### TESTO ESTRATTO
· · · · ·
La neurochirurgia è una branca della medicina che si occupa di operare sul cervello qualora fosse bisogno un intervento chirurgico. Dopo alcuni studi praticati su alcuni reperti archeologici di origine Inca si è arrivati ad una scoperta ed una consapevolezza sorprendente. Pare infatti che una delle civiltà più affascinanti ed antiche del Sudamerica praticasse la neurochirurgia con facilità.
Neurochirurgia, i reperti Inca
Secondo una ricerca condotta da David Kushner (un neurologo dell’Università di Miami) insieme a John Verano (un bioarcheologo della Tulane University a New Orleans) e Anne Titelbaum (una bioarcheologa dell’Università dell’Arizona) è emerso quanto i nostri antenati siano stati abili in una delle scienze più complicate in assoluto. Lo studio, pubblicato su World Neurosurgery e citato dalla rivista Focus, spiega l’efficienza con cui gli antichi procedevano alle trapanazioni craniche. Il gruppo di ricercatori inoltre tiene a precisare che il Perù è l’unico luogo al mondo in cui sono stati trovati così tanti reperti archeologici che testimoniano operazioni sul cranio.
· · · · ·
### INSIEME DI DATI

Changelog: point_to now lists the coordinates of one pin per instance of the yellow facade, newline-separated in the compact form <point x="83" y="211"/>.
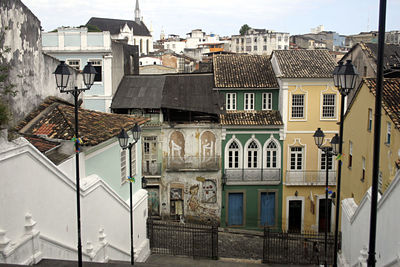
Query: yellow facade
<point x="359" y="137"/>
<point x="306" y="183"/>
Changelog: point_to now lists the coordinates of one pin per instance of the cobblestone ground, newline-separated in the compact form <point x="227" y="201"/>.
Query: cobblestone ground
<point x="240" y="245"/>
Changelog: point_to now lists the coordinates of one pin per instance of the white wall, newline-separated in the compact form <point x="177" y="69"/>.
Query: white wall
<point x="43" y="190"/>
<point x="355" y="227"/>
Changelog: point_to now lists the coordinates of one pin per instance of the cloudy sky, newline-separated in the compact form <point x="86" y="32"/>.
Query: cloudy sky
<point x="223" y="17"/>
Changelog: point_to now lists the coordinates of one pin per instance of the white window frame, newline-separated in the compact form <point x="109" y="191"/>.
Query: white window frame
<point x="75" y="66"/>
<point x="328" y="106"/>
<point x="231" y="101"/>
<point x="267" y="101"/>
<point x="249" y="101"/>
<point x="296" y="105"/>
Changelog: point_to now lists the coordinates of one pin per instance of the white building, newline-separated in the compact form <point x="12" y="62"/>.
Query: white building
<point x="260" y="42"/>
<point x="133" y="32"/>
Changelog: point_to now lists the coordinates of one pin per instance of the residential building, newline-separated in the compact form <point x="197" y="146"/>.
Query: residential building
<point x="364" y="57"/>
<point x="181" y="155"/>
<point x="358" y="145"/>
<point x="260" y="42"/>
<point x="308" y="100"/>
<point x="251" y="145"/>
<point x="133" y="32"/>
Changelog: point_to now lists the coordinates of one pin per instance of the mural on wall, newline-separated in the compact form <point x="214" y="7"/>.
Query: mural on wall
<point x="207" y="146"/>
<point x="209" y="192"/>
<point x="154" y="200"/>
<point x="177" y="146"/>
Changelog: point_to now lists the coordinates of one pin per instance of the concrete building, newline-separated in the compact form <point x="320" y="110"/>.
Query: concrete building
<point x="133" y="32"/>
<point x="260" y="42"/>
<point x="308" y="100"/>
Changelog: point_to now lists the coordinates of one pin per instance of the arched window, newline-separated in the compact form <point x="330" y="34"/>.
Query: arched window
<point x="252" y="155"/>
<point x="271" y="155"/>
<point x="233" y="155"/>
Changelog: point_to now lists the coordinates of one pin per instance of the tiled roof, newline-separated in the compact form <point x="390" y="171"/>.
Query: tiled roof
<point x="57" y="121"/>
<point x="243" y="71"/>
<point x="390" y="97"/>
<point x="42" y="144"/>
<point x="305" y="63"/>
<point x="255" y="118"/>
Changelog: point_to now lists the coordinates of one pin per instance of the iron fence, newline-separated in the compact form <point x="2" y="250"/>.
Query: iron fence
<point x="297" y="248"/>
<point x="170" y="238"/>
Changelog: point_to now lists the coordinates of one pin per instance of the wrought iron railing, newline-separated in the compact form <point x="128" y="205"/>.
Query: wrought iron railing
<point x="193" y="163"/>
<point x="253" y="175"/>
<point x="310" y="177"/>
<point x="151" y="168"/>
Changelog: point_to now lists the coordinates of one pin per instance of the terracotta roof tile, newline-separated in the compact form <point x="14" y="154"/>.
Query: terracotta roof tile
<point x="255" y="118"/>
<point x="390" y="97"/>
<point x="305" y="63"/>
<point x="243" y="71"/>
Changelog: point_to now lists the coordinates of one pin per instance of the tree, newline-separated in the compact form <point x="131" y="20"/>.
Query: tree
<point x="244" y="29"/>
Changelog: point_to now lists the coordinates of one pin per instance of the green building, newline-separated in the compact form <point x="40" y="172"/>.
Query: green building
<point x="251" y="146"/>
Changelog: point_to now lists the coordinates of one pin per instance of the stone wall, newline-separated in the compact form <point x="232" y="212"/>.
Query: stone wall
<point x="30" y="70"/>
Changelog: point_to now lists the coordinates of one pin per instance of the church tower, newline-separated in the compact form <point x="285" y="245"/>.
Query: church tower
<point x="137" y="12"/>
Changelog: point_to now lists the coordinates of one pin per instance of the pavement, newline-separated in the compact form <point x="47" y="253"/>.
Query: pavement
<point x="161" y="260"/>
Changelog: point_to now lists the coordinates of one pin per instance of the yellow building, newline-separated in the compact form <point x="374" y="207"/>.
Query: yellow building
<point x="359" y="139"/>
<point x="308" y="101"/>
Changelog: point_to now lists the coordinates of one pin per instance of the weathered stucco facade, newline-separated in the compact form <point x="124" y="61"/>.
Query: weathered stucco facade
<point x="29" y="69"/>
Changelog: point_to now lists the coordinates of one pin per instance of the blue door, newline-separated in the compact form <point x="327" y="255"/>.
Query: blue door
<point x="267" y="209"/>
<point x="235" y="209"/>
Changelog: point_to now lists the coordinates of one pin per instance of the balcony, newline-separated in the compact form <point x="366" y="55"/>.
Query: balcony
· · · · ·
### LAVORO DA SVOLGERE
(1) Secondo il testo sulla neurochirurgia degli Inca, su quale rivista scientifica è stato pubblicato lo studio?
(2) Prosegui il testo sulla neurochirurgia degli Inca a partire dall'ultima frase riportata.

### PROBLEMI RISOLTI
(1) Lo studio è stato pubblicato su World Neurosurgery.

(2)
Sono stati infatti trovati reperti che si possono classificare in tre gruppi. Il primo è databile tra il 400 e il 200 a.C. circa, comprende la cospicua quantità di 56 teschi. Il secondo gruppo viene datato intorno al 1400 d.C. e vanta la quantità di 421 reperti. Il terzo ed ultimo gruppo è datato tra il 1400 e il 1500 d.C. e comprende 160 teschi provenienti dalla capitale Cuzco.
Il successo
I ricercatori hanno sottolineato il fatto che tutti i resti provenienti da tutti e tre gruppi hanno avuto un margine di successo molto elevato. Ben il 40% degli antichi pazienti provenienti dal primo gruppo sono sopravvisuti. È un dato che è paragonabile alla riuscita delle operazioni condotte durante la Guerra Civile (il 50%). Per quanto riguarda il secondo gruppo la riuscita delle operazioni si stima al 53% per poi finire con un 83% del terzo gruppo. È evidente quindi che nel corso degli anni gli Inca abbiano affinato la loro tecnica che è diventata sempre più efficace.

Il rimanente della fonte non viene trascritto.